Exercise instructions
List each place name that appears in the article on voting in the New Zealand election below. Give each one once, in order of first mention.
Text shown START
I want to vote in the New Zealand election – but cost and Covid-19 make it harder for expats
Early last year, in what now seems like another world, I nabbed bargain flights from London to Sydney. My parents were already there, visiting, so my sisters flew from Wellington to join us.
We spent a pleasant two weeks together, with the unspoken understanding that it would be another couple of years before we saw each other again – such was the frequency of visits I’d fallen into since leaving New Zealand in 2015.
I’ve now learned that I paid a heavy price for those cheap flights. By opting to cash my “trip home” chip in Australia instead of New Zealand, I effectively – and entirely unwittingly – forfeited my right to vote in the coming election.
Complacent in my citizenship, I did not know – or had forgotten by the time it became relevant – that in order to be eligible for overseas enrolment, you must have visited New Zealand within the past three years.
Text shown END
Recorded data START
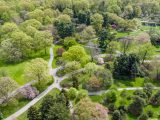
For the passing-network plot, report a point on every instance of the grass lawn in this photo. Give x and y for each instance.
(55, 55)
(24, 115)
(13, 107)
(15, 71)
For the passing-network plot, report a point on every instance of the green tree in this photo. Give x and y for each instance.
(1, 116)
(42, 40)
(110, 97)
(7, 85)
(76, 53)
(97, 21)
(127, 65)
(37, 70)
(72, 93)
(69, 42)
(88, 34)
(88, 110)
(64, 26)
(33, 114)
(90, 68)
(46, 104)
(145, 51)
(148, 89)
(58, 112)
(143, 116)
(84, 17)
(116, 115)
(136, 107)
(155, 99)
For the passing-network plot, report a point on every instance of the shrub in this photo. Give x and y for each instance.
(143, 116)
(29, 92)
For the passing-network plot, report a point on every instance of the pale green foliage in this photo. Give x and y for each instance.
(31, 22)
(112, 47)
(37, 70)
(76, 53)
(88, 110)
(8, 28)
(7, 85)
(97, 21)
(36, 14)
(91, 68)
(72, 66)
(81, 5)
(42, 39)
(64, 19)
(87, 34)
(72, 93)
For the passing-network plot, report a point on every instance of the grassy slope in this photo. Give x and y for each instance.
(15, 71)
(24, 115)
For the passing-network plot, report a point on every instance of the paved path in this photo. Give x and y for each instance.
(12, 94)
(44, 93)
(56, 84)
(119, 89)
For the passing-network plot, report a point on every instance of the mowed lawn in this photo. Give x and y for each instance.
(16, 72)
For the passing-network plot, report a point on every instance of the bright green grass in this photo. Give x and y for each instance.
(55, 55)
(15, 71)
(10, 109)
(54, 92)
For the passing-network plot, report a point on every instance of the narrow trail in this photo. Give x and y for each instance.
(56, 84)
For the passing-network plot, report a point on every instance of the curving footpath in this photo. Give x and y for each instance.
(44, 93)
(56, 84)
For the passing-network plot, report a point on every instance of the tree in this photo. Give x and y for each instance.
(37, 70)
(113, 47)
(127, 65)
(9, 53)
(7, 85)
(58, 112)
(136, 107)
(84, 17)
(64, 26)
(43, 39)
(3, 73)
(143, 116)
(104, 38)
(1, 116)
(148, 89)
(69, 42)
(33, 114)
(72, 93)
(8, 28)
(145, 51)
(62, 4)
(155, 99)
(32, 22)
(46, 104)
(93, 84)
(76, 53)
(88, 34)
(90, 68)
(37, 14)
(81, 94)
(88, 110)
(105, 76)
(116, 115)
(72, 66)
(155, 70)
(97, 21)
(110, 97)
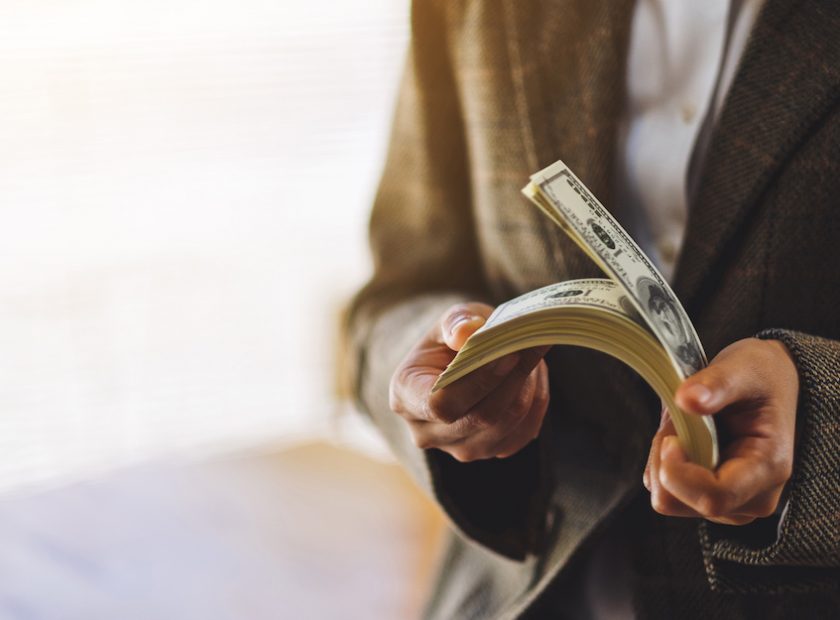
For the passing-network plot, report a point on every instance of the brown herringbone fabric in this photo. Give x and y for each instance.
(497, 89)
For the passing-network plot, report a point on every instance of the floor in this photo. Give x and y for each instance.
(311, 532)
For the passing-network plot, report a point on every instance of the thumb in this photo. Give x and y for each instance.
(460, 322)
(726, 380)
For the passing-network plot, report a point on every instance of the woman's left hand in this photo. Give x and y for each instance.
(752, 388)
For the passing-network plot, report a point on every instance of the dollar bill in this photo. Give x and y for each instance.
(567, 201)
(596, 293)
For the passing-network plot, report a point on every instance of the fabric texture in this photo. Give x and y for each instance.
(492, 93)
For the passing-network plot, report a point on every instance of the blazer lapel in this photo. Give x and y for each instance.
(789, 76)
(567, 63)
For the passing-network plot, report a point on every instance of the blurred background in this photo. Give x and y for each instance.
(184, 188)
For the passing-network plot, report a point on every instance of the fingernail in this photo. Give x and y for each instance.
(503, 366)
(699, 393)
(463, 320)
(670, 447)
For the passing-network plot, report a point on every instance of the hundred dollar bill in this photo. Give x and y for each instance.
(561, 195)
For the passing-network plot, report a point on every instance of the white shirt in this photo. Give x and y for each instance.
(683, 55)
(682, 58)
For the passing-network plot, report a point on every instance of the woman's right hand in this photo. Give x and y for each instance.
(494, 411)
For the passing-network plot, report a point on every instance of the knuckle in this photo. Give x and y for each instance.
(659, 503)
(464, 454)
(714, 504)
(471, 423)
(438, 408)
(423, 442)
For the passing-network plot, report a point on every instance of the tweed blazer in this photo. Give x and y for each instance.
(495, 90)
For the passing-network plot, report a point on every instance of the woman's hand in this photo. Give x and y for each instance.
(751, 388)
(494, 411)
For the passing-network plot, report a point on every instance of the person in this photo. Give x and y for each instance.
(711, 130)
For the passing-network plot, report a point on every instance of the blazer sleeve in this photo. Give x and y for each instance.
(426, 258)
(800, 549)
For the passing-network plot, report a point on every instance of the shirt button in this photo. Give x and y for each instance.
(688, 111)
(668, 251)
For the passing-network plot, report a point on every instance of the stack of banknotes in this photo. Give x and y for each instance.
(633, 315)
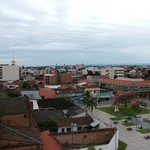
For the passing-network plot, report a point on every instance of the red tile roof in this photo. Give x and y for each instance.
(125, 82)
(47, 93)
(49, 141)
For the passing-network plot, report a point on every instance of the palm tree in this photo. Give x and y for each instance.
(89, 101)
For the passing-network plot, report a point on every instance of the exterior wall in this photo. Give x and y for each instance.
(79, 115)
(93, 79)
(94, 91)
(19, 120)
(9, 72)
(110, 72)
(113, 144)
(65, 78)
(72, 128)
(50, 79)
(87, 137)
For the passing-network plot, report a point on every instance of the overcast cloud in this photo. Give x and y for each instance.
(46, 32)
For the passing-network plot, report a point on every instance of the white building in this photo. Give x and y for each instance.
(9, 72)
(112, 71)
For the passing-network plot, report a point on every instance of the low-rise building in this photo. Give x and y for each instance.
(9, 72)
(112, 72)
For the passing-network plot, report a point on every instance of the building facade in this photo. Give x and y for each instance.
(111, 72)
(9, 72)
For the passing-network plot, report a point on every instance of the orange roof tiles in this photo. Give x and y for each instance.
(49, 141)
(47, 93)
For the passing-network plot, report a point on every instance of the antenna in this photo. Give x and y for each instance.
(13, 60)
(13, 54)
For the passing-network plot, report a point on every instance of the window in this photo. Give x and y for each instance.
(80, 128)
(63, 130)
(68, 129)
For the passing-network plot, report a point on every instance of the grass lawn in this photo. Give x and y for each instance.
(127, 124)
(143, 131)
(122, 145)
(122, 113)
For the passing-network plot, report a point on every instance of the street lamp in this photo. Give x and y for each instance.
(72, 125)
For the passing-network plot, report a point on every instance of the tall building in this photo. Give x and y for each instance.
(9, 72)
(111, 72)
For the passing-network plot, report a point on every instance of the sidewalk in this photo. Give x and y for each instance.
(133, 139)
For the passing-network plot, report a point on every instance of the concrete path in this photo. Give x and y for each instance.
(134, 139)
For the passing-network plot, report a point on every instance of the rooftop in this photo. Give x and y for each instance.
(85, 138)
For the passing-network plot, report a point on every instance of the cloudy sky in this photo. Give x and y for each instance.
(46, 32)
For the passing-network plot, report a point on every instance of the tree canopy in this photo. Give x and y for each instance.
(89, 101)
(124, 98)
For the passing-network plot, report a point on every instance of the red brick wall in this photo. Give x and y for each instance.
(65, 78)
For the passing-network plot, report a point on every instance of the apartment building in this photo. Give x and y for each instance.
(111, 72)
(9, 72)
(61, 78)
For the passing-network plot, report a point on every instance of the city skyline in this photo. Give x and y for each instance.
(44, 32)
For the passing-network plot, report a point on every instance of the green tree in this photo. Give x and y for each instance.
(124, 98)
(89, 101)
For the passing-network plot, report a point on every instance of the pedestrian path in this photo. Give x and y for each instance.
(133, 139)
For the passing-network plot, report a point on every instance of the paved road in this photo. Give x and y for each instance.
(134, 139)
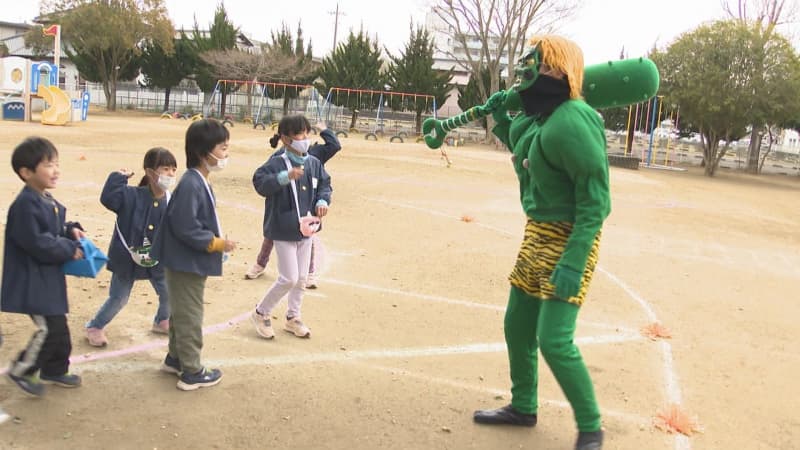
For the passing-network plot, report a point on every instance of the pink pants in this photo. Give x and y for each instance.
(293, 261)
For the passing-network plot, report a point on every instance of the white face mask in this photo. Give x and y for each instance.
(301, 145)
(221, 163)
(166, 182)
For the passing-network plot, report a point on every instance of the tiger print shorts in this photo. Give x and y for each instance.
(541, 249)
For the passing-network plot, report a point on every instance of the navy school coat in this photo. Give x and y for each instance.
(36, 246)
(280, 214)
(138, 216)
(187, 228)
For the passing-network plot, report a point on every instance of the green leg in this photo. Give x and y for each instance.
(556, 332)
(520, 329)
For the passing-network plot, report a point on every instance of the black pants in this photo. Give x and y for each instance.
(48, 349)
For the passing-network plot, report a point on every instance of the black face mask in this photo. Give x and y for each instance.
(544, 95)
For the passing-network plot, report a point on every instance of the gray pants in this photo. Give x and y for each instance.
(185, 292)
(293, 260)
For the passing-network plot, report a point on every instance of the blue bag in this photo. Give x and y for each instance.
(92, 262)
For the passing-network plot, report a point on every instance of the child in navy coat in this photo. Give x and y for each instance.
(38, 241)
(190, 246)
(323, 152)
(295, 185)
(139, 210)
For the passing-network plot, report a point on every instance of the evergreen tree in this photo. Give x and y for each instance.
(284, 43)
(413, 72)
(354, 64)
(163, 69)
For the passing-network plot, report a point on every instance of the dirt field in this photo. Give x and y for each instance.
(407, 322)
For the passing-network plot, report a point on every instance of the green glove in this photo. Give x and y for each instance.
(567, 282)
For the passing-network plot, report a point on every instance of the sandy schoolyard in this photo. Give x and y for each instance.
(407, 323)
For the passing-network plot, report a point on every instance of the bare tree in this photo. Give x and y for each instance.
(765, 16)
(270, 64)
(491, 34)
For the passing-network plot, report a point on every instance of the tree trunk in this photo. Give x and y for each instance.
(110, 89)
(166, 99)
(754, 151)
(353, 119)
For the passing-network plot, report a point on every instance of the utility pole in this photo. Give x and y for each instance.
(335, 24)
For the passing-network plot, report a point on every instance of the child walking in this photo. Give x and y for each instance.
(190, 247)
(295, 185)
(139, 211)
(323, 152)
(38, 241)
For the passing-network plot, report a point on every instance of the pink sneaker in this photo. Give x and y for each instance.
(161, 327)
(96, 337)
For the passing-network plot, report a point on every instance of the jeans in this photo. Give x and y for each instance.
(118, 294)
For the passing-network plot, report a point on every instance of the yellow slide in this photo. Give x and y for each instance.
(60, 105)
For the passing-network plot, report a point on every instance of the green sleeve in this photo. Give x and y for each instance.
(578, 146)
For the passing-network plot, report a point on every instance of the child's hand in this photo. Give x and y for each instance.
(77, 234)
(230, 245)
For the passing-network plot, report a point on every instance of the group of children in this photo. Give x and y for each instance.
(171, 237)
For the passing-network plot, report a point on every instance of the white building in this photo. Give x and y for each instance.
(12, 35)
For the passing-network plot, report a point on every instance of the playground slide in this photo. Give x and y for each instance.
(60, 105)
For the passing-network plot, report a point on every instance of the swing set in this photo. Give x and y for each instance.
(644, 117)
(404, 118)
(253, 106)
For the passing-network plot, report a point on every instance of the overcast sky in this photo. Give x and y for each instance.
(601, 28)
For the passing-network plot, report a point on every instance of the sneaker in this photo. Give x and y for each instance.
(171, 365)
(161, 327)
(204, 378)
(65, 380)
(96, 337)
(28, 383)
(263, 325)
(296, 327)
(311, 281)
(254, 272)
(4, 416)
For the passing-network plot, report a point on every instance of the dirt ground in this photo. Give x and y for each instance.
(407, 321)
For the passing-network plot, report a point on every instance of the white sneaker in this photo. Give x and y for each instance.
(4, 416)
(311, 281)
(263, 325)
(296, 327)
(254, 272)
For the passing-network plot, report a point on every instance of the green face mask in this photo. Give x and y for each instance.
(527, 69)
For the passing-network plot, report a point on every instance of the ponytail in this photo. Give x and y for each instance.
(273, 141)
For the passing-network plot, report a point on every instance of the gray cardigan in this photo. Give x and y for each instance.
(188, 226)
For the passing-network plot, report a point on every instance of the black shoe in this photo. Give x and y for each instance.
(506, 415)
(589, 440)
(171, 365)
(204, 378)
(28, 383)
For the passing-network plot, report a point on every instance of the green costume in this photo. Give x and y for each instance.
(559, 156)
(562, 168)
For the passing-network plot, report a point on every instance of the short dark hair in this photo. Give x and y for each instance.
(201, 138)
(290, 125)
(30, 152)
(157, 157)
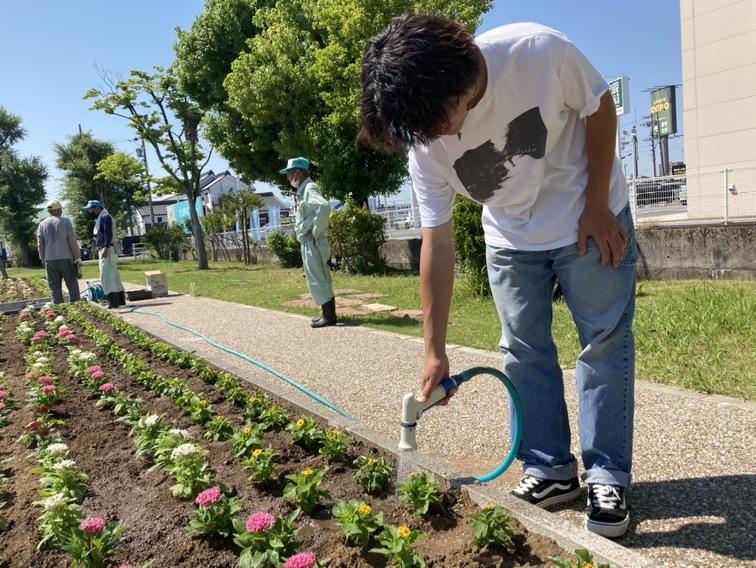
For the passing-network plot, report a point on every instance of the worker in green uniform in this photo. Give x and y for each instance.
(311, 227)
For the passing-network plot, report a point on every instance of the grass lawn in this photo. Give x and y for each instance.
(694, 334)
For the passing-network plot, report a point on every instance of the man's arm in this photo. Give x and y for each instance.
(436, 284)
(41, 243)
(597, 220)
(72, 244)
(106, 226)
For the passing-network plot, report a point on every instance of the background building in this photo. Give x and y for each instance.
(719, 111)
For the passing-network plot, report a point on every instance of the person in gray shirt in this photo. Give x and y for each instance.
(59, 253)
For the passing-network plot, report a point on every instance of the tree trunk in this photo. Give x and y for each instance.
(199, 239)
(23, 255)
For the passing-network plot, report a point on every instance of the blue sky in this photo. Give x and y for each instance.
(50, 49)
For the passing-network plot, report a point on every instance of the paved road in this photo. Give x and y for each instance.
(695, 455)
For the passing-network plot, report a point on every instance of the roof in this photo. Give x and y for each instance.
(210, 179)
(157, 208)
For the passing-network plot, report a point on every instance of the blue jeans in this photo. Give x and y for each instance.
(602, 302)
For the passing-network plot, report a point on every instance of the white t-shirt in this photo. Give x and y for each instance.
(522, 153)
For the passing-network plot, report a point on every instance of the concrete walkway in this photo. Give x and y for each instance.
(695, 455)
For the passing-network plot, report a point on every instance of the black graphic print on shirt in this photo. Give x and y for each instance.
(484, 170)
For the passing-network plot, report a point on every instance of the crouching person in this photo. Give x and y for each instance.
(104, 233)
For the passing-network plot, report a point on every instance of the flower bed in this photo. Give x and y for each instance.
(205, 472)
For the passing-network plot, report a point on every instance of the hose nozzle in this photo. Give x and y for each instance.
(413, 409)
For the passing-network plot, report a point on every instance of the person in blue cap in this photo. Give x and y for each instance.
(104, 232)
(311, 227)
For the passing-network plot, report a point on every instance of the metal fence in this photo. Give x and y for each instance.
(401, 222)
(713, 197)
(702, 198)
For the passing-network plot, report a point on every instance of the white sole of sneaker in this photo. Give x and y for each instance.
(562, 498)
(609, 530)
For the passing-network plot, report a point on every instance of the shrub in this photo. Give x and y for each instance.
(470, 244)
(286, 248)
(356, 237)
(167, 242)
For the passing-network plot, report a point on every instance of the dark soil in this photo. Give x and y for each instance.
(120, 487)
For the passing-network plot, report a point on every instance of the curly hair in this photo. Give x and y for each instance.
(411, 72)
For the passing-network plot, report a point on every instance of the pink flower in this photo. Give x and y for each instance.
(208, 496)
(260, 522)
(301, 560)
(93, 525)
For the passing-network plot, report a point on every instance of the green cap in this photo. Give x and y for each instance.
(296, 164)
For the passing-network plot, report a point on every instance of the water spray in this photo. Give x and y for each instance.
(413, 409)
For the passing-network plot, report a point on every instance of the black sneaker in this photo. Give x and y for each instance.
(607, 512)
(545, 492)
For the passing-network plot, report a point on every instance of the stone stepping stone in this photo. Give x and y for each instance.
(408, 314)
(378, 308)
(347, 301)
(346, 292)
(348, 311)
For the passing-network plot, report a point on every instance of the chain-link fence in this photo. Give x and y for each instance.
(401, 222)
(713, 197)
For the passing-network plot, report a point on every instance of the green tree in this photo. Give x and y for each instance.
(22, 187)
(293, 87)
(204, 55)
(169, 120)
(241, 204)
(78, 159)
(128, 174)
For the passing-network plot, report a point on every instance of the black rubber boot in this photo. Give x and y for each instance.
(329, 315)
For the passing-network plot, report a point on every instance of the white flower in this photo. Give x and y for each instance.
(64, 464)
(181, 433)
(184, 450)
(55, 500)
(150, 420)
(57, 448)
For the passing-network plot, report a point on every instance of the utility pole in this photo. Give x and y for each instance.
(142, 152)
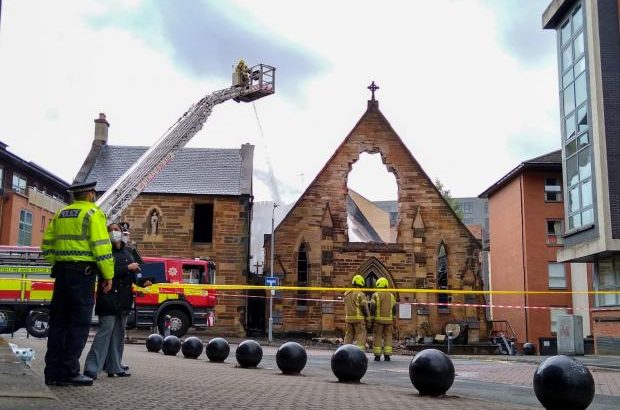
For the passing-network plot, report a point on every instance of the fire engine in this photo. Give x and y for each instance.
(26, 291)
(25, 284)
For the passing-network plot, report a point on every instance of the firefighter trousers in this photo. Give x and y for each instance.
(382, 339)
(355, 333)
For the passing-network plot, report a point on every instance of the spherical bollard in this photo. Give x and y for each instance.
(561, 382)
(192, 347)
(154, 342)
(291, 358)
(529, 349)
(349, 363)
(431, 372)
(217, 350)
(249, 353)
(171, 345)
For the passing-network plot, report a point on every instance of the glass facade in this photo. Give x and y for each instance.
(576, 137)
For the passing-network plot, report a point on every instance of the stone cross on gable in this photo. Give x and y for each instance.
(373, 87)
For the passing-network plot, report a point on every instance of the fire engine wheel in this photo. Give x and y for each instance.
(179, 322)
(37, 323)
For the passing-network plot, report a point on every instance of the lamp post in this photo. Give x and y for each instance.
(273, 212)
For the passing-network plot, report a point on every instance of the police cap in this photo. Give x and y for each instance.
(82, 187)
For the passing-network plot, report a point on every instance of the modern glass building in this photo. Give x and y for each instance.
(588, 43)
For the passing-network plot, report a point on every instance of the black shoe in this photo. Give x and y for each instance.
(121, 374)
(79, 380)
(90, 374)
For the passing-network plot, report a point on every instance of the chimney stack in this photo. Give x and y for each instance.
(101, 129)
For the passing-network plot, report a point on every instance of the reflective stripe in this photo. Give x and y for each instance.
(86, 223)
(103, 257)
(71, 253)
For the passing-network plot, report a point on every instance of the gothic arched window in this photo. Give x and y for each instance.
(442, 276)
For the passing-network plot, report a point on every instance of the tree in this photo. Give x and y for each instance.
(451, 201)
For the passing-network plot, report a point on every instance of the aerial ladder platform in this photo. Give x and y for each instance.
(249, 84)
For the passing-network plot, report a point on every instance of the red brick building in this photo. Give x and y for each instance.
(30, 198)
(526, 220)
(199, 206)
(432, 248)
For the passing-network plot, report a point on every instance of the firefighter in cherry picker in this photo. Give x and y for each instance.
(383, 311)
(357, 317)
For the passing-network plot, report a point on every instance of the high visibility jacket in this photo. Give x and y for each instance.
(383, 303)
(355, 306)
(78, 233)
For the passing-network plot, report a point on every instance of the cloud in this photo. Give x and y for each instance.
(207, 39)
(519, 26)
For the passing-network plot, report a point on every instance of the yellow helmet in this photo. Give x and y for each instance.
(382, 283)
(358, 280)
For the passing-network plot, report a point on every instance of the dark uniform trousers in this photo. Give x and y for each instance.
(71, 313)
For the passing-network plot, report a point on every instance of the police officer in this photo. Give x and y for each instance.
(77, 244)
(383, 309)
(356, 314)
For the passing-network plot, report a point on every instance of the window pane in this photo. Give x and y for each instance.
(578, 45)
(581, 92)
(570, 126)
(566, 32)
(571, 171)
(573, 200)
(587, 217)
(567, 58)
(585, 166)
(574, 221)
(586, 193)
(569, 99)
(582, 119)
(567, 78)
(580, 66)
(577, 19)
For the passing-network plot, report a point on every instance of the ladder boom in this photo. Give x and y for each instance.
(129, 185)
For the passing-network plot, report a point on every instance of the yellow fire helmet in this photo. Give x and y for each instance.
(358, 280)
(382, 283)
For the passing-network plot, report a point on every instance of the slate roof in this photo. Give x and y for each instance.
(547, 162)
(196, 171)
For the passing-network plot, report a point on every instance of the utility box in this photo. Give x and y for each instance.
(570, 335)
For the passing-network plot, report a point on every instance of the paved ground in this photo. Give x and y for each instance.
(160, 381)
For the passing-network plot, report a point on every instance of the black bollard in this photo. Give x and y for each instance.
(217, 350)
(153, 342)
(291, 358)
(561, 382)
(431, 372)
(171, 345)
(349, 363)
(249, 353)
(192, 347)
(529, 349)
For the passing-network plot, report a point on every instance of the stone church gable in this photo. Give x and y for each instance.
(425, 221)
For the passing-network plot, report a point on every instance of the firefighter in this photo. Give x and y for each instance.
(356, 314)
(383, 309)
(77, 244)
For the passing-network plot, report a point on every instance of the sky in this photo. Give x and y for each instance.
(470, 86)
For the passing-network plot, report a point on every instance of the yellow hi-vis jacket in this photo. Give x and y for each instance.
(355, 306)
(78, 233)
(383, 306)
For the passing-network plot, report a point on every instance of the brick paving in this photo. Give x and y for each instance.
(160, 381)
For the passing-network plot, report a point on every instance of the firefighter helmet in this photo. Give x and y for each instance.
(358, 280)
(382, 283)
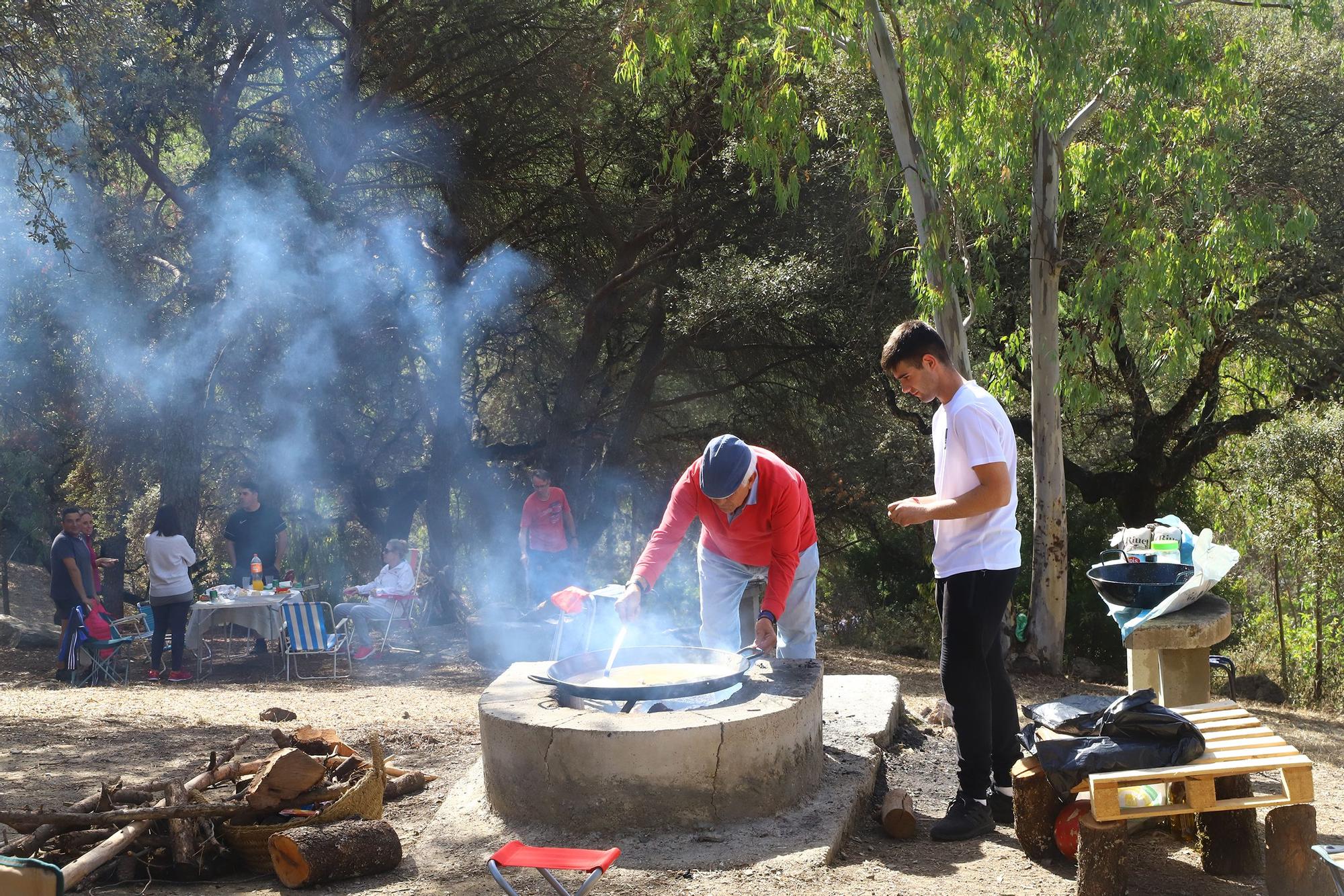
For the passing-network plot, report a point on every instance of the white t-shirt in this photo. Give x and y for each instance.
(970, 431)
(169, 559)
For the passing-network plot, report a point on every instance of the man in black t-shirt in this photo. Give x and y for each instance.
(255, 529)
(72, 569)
Recorded data END
Finished exercise
New Zealand, London, Sydney, Wellington, Australia